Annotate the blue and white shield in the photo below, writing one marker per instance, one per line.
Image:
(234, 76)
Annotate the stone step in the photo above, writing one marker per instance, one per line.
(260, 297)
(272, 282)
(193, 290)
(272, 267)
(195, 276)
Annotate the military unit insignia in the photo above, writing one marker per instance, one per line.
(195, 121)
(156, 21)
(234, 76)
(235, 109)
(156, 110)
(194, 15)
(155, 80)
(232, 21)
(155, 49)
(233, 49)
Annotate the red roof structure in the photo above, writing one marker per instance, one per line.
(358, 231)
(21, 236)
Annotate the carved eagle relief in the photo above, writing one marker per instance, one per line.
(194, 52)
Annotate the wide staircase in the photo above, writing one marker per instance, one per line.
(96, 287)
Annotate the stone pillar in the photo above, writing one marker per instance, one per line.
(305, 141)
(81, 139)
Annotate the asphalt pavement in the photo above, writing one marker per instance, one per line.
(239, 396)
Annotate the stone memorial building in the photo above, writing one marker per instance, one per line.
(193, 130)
____________________
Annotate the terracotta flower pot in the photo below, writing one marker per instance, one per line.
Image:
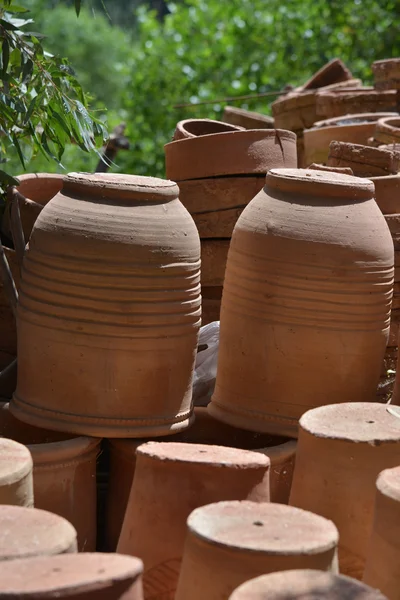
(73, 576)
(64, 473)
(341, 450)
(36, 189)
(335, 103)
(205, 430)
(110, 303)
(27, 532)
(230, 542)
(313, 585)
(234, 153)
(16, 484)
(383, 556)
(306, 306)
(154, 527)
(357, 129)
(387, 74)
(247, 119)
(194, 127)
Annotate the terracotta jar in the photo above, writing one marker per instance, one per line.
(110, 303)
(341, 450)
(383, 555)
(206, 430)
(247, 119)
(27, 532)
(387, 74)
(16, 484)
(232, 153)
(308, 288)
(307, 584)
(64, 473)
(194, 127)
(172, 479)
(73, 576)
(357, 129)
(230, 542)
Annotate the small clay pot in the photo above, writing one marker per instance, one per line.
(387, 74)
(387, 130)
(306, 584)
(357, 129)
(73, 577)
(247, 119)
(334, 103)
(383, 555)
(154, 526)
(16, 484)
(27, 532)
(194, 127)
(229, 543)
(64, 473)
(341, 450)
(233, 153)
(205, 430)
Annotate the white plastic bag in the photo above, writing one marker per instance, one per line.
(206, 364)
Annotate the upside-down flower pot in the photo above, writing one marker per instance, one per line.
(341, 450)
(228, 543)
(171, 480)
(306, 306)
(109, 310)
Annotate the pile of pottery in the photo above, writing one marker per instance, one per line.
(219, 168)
____________________
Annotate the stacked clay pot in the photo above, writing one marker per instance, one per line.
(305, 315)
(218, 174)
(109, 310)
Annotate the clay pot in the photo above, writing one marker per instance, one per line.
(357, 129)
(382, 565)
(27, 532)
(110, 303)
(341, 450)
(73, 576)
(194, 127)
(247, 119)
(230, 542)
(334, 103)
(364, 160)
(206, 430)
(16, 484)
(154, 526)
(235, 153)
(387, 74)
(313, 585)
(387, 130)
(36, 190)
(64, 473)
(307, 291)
____________________
→ WORK TASK
Wherever the string "below" appears in a line of the records above, copy that line.

→ YOUR RESPONSE
Annotate the blue and white shield in the photo below, writing one marker per instance, one per line.
Annotate the terracotta flower pot in the photo below, writing one marker per instance, one per line.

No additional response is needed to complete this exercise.